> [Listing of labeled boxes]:

● ● ● ● ● ● ●

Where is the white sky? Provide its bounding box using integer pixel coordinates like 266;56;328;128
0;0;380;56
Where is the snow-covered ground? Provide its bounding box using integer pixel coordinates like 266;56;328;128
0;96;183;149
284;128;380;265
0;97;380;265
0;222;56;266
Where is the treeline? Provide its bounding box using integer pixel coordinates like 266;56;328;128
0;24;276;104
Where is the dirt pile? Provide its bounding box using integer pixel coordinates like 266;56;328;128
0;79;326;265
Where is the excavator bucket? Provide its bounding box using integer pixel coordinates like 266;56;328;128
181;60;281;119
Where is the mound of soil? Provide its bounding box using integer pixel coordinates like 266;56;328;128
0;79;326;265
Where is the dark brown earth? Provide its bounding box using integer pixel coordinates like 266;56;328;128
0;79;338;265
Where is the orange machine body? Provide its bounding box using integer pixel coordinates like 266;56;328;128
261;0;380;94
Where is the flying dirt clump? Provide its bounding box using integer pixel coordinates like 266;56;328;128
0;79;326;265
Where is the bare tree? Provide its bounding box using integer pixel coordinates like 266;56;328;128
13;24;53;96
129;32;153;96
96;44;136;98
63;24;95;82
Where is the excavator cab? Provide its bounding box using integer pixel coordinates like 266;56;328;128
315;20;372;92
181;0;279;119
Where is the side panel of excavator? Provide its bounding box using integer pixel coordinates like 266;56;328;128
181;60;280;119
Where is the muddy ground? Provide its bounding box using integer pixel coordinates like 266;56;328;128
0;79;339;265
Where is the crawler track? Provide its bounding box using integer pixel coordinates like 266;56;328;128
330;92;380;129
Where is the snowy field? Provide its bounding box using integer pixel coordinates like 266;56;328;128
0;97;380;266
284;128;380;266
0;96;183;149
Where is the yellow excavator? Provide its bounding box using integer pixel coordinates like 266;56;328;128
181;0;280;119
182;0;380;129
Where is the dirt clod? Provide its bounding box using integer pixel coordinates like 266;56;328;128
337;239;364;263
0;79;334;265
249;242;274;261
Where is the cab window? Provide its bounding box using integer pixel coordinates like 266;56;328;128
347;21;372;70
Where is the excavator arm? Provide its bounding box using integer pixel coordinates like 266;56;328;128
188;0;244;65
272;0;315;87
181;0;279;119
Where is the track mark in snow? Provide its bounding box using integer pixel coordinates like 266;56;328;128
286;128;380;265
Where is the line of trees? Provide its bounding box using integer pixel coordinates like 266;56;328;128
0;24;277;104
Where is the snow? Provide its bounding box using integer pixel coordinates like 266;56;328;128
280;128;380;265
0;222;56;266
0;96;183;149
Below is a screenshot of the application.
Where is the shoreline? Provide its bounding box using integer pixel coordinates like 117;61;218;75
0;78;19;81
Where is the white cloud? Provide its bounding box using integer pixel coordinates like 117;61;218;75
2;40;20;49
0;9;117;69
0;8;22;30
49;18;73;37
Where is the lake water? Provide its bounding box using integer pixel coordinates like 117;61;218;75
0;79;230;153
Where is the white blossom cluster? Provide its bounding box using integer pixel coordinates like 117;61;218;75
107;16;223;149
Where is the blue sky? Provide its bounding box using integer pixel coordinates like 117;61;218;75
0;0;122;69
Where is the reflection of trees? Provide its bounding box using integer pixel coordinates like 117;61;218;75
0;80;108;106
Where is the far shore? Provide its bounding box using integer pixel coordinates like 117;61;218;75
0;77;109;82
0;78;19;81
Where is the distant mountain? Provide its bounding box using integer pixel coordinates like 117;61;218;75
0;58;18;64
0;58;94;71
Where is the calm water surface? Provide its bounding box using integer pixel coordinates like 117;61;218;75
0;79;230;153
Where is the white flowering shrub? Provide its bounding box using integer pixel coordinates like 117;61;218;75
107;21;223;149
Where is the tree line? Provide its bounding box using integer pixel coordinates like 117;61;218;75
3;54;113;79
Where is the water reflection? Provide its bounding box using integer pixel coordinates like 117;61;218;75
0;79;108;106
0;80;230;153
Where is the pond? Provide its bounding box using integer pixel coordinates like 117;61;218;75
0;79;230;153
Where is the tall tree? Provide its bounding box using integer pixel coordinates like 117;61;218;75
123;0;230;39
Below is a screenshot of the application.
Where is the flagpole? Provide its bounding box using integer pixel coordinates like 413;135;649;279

● ● ● ● ● ● ●

> [Stated problem]: Reproduce the whole listing above word for word, keeping every line unchanged.

> [The answer]:
Where is the white sky? Provide its bounding box using integer pixel coordinates like 266;56;328;128
0;0;380;56
Where is the snow-covered ground? Provide its bounding box using integer pixel coordinates like 266;56;328;128
0;96;183;149
284;128;380;265
0;97;380;265
0;222;56;266
Where is the treeline? Provide its bounding box using integer pixel coordinates like 266;56;328;128
0;24;276;104
Where is the dirt pile? Provide its bounding box using integer pixel coordinates like 266;56;328;128
0;79;326;265
Where is the excavator bucket? Provide its bounding box using integer pixel coordinates like 266;56;328;128
181;60;281;119
Where is the mound of soil? Provide its bounding box using integer pixel coordinates like 266;56;328;128
0;79;326;265
Where is the dark brown earth? Provide its bounding box using integer pixel coordinates like 266;56;328;128
0;79;338;265
Where is the orange machine body? Provide its bounding box using integer pixel coordinates like 266;56;328;128
261;0;380;94
Where is the flying dirt clump? Provide its bounding box using integer pixel coordinates like 266;56;328;128
0;79;326;265
Where is the bare tree? Provide its bounding box using integer pixel coordinates like 266;56;328;128
13;24;53;96
129;32;153;96
96;44;136;98
63;24;95;82
Where is the excavator cab? Provide its bounding box using integer pixel coordinates like 266;56;328;128
315;20;372;92
181;0;279;119
Where is the side panel of excavator? Provide its bounding box using integer pixel coordinates like 266;56;328;128
181;60;280;119
Where is the muddy ground? Provide its bounding box using integer pixel coordinates like 266;56;328;128
0;79;339;265
Where is the crawler track? Provide its bounding box using integer pixel coordinates like 266;56;328;128
330;92;380;129
Where is the snowy field? Provide its bounding box using integer pixel coordinates like 266;56;328;128
0;97;380;266
284;128;380;266
0;96;183;149
Where is the yellow excavator? Provide its bounding box using integer pixel coordinates like 266;56;328;128
181;0;280;119
182;0;380;129
Where is the dirt clod? Provide its bounding box using integer pixel coordinates like 266;56;328;128
337;239;364;263
0;79;334;265
249;242;274;261
Where is the cab window? Provide its bounding box using integer pixel coordinates like 266;56;328;128
347;21;372;70
Where is the excavator arm? Provide its bounding box using integer pixel coordinates like 266;56;328;128
188;0;244;65
272;0;315;87
181;0;279;119
Where is the track mark in snow? Provide its bounding box using integer pixel coordinates like 266;56;328;128
286;128;380;265
Where is the line of trees? Provide its bounding box using integer pixel coordinates like 266;56;328;128
0;24;277;104
Where is the snow? Provide its bounding box using integer pixel coordinates like 266;56;328;128
280;128;380;265
0;222;56;266
0;96;183;149
Below is a screenshot of the application.
Where is the shoreline? Provide its bounding box using integer pixel coordinates like 117;61;218;75
0;78;19;81
Where is the white cloud? Provide its bounding box using integer pixel coordinates like 117;61;218;75
2;40;20;49
0;9;117;69
0;8;22;30
49;18;73;37
Where is the lake water? Provide its bounding box using integer pixel coordinates like 117;61;218;75
0;79;230;153
Where is the white blossom cluster? Provide its bounding box using integer pixel coordinates like 117;61;218;75
107;16;223;149
Where is the blue sky? Provide its bounding box using integer pixel coordinates like 117;61;218;75
0;0;122;69
Where is the reflection of trees? Provide its bounding box using integer pixel coordinates like 117;61;218;75
0;80;108;106
Where is the far shore? Provide its bounding box using integer pixel coordinates like 117;61;218;75
0;77;109;82
0;78;19;81
Where is the distant mountain? Provide its bounding box using integer pixel coordinates like 117;61;218;75
0;58;18;64
0;58;94;71
Where is the calm water surface? Provide its bounding box using integer pixel coordinates like 117;61;218;75
0;79;230;153
Where is the white flowering shrub? Provide its bounding box using integer pixel coordinates like 117;61;218;75
107;21;223;149
Where is the tree line? Provide its bounding box using integer pixel coordinates like 117;61;218;75
3;54;113;79
Where is the water reflection? Provide its bounding box using integer pixel coordinates like 117;61;218;75
0;79;108;106
0;80;230;153
Where is the pond? Provide its bounding box using integer pixel coordinates like 117;61;218;75
0;79;230;153
Where is the tall tree? Provide its bounding box using integer pixel coordinates like 117;61;218;75
123;0;230;39
Below is a screenshot of the application.
Where is the flagpole? Provide its bounding box using integer pixel coordinates like 413;135;649;279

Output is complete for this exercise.